What is being asked: Write out the data word for word and omit every picture.

Dataset excerpts:
------------------------

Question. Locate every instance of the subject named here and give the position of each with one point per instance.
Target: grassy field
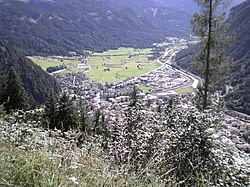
(109, 66)
(20, 167)
(46, 62)
(116, 65)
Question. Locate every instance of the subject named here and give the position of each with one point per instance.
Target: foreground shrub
(174, 146)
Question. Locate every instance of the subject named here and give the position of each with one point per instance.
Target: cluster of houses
(111, 97)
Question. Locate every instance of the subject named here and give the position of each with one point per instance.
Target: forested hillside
(57, 27)
(239, 74)
(240, 70)
(37, 82)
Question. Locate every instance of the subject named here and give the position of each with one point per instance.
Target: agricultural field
(109, 66)
(45, 62)
(116, 65)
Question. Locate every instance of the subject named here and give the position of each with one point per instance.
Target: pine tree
(2, 84)
(51, 111)
(211, 27)
(84, 121)
(67, 116)
(134, 96)
(15, 96)
(96, 121)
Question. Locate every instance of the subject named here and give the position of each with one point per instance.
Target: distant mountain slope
(240, 70)
(56, 27)
(240, 51)
(37, 82)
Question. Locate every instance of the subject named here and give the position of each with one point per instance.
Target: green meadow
(109, 66)
(116, 65)
(46, 62)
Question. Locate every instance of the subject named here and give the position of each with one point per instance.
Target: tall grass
(19, 167)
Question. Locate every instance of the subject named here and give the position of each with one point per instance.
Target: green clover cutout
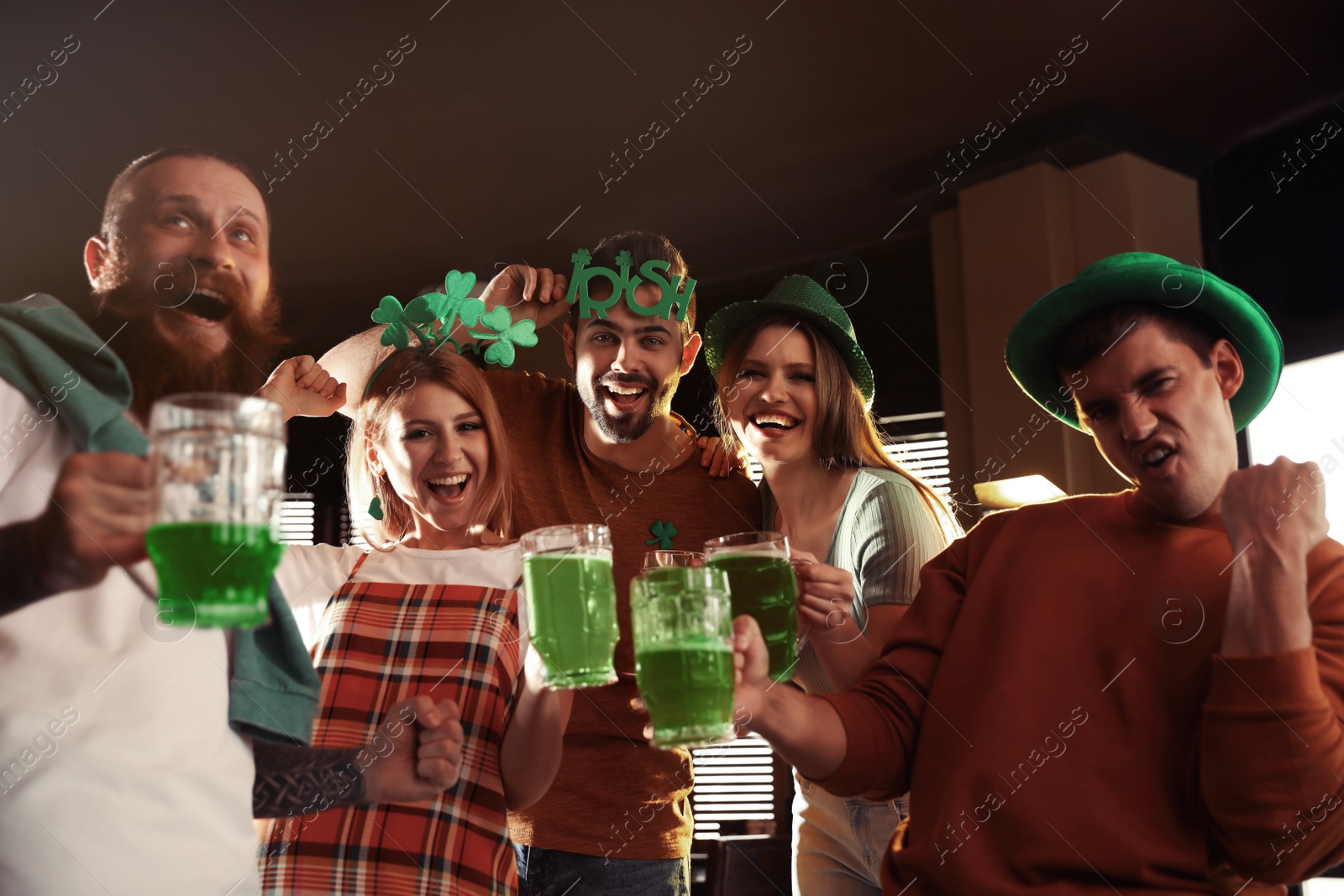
(430, 317)
(457, 284)
(387, 312)
(390, 312)
(522, 335)
(663, 535)
(420, 311)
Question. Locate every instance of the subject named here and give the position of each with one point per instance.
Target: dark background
(819, 155)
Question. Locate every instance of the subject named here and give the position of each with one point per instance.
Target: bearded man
(136, 757)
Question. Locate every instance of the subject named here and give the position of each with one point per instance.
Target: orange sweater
(1057, 707)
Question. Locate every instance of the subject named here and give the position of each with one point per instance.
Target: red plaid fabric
(381, 644)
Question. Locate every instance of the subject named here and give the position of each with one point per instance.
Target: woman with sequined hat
(795, 394)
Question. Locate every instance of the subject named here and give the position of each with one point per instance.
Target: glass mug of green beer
(219, 472)
(571, 604)
(764, 587)
(683, 656)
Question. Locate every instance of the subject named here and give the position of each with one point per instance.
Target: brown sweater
(615, 794)
(1057, 707)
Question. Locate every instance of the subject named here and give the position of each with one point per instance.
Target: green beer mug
(571, 604)
(764, 587)
(683, 653)
(219, 472)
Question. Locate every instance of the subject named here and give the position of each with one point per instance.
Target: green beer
(764, 587)
(571, 604)
(213, 574)
(687, 689)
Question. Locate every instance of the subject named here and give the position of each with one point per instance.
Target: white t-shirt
(118, 772)
(309, 575)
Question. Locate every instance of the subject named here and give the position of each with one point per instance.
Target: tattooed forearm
(297, 781)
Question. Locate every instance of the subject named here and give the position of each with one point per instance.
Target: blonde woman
(430, 610)
(795, 391)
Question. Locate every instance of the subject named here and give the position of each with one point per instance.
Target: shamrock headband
(432, 317)
(676, 291)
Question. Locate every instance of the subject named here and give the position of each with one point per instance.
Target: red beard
(127, 316)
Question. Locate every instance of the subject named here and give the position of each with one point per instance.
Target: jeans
(839, 844)
(553, 872)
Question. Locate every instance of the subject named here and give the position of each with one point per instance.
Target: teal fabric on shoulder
(275, 689)
(57, 362)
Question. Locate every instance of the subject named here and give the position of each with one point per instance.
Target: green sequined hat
(803, 297)
(1146, 277)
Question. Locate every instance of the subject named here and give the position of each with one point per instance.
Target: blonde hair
(403, 371)
(844, 436)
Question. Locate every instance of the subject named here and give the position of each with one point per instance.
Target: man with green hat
(1135, 692)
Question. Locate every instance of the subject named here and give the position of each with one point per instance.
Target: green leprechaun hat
(801, 297)
(1146, 277)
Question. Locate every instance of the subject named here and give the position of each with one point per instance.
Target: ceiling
(488, 141)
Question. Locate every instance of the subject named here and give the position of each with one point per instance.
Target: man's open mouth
(624, 396)
(207, 305)
(1158, 458)
(773, 422)
(449, 486)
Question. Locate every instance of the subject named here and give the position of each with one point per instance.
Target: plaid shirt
(381, 644)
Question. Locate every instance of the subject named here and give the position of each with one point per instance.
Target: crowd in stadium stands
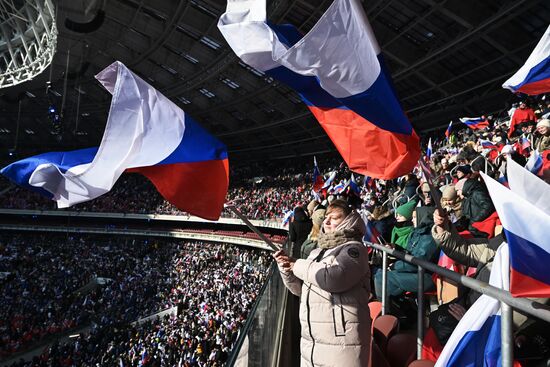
(399, 212)
(463, 237)
(99, 287)
(257, 193)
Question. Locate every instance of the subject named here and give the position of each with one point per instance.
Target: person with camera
(334, 288)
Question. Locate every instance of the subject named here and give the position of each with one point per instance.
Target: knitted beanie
(449, 193)
(406, 209)
(318, 216)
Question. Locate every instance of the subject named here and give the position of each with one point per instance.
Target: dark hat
(465, 169)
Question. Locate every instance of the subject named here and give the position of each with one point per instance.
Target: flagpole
(506, 335)
(252, 227)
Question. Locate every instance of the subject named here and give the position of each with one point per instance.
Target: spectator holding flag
(335, 277)
(310, 243)
(542, 141)
(521, 117)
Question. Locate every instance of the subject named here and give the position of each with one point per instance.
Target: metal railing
(508, 303)
(258, 343)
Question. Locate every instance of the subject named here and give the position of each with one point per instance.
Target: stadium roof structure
(448, 58)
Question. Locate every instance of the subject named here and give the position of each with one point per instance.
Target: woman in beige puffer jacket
(334, 288)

------------------------

Response to this task:
Question. Locate every instance of the subject named here and give the position of each with one point per instance.
Target: grassy field
(109, 66)
(20, 167)
(46, 62)
(116, 65)
Question. Locate every instance of the subject named here and give the position of each with one point per instance.
Target: foreground shrub
(174, 146)
Question. Locate every instance of the subject named here and give the position of each with one point per instance.
Target: cluster of houses
(111, 97)
Question. Locate every instance of the subject named here and give the position of each with one point per instance.
Target: forested hillside
(57, 27)
(239, 74)
(240, 70)
(37, 82)
Question. Locate every instance of the subject named here and give the position of each with one point per instance.
Target: agricultural field
(109, 66)
(45, 62)
(116, 65)
Question. Locate every instance of the subject named here and give the position of each with one point per instance.
Target: pine tree
(2, 84)
(51, 111)
(211, 27)
(84, 121)
(67, 116)
(134, 96)
(15, 96)
(96, 121)
Question. Locate every instance of the subject named here and give the position of each with one point per instance.
Target: distant mountain slope
(240, 70)
(56, 27)
(240, 51)
(37, 82)
Question. Locate every instance of the subject named here and give the position of each with one point per instance.
Target: green meadow
(109, 66)
(116, 65)
(46, 62)
Question. Locate every instance of the subject named here and give the position of each with one point per instance.
Target: tall grass
(19, 167)
Question. Locate every instance of the subject named here and give the position of each with one point per instance.
Target: green clover cutout
(430, 317)
(457, 284)
(387, 312)
(390, 312)
(522, 335)
(663, 535)
(420, 311)
Question. Locate every instance of the subject named here and give the position of each with one point per instance.
Target: dark background
(819, 155)
Question. Locate every instance of the subject named here and give the position of each with one point per instance.
Target: bearded man
(136, 757)
Question. Locate every instance of the subject named here and give the position of each with one point per instance.
Target: orange sweater
(1057, 707)
Question. Locate every instance of the subject named here and give the position of each with one point per instance.
Target: red plaid fabric
(381, 644)
Question. Locate every instance of the subject named here and give the position of each with one point per instance.
Target: woman with sequined hat
(795, 394)
Question. Locate every instance of the subject named here and give the position of each with one point per instance.
Target: glass mug of green beer
(219, 472)
(571, 604)
(764, 587)
(683, 656)
Question. Locate every instance of the subject named here and give the position of each with one point per instance.
Target: brown sweater
(615, 794)
(1057, 707)
Question. Locate every instance of the subject named here and give the position of each with one point per instance.
Target: green beer mug
(571, 604)
(764, 587)
(683, 653)
(219, 472)
Question. Locate every instance of the subject named here and give the position of each with one point per instance.
Target: green beer
(764, 587)
(571, 604)
(213, 574)
(687, 689)
Question. Locate every instance of the subject named here and give the position of each with one point per instance.
Target: white t-shirt
(118, 772)
(309, 575)
Question. Locate every instance of the subject named here and give the position of each with one point per instance.
Target: tattooed forearm
(297, 781)
Question. Locate every instance of the subject named here and give the position of each with one point per instance.
Target: blonde woman
(430, 610)
(795, 391)
Question. Locate every instance of the subject named here and give the position of each with one point per instance.
Target: shamrock headband
(432, 317)
(676, 291)
Question. Locate every instance of the subject named here and give the position of each with one point per instance.
Target: red beard
(127, 316)
Question. Locate every instance of the subject named here and give the position of each with one point per instance.
Target: jeans
(839, 844)
(553, 872)
Question. Locate every instance of the subject named here and give the position of each with one point per instance.
Target: teal fabric on shoulder
(275, 689)
(57, 362)
Question. Locate every instance of the subject named here and give the position of each with one point per instance.
Target: green sequined hat
(803, 297)
(1146, 277)
Question. Locate every instance of the subject named here and give the position of each with one point per instance.
Target: blonde hair
(403, 371)
(844, 436)
Question. Locate every instance of the subject named here and give the position of each with one point per instance.
Target: man with green hat
(1135, 692)
Question. Locate every instance of the subject named here and give the position of each with one point per instance.
Target: green leprechaun hat
(801, 297)
(1146, 277)
Question. Locate every instance of the subject named here and give the position of each with one point per instance.
Target: ceiling
(488, 141)
Question. Locate every instance of the subject named here and give the position of each with one point per instance.
Target: man's open mouth
(624, 396)
(207, 305)
(1158, 458)
(773, 422)
(449, 486)
Question. Locate every instance of the subject named here and give the position of each with one point per instance.
Target: plaid shirt
(381, 644)
Question. Locate every instance of the subject named here and give the position of each with one point per instance.
Target: crowd in stadium stands
(399, 212)
(463, 237)
(99, 287)
(257, 193)
Question. Locate every instance of the subject named here and give the position of each with one point per instance.
Target: person with camera
(334, 288)
Question. Locate every instance of the subject named here and give the position of each with one point per instance.
Target: knitted beanie
(449, 193)
(406, 209)
(318, 216)
Question. Locate every instance of the subject named here and give the position of each with one point per instance.
Target: dark hat
(465, 169)
Question. Locate every instance of the subject named here and give the position of each with one point per instance.
Target: flagpole
(506, 335)
(252, 227)
Question. Locate every instance of the subject named here and give the position of each with one point per instance.
Target: spectator holding flag
(335, 277)
(310, 243)
(542, 141)
(521, 117)
Question. Locate every instance of the subject named here and give the position of each with one point per instance.
Target: metal railing
(508, 303)
(258, 343)
Question. Locate every instance of the subject named here and give the position of each with one point per instance.
Target: stadium roof structure
(448, 58)
Question. Locate every instance of the subject named here and give the position of each with one point per instance.
Target: woman in beige puffer jacket
(334, 288)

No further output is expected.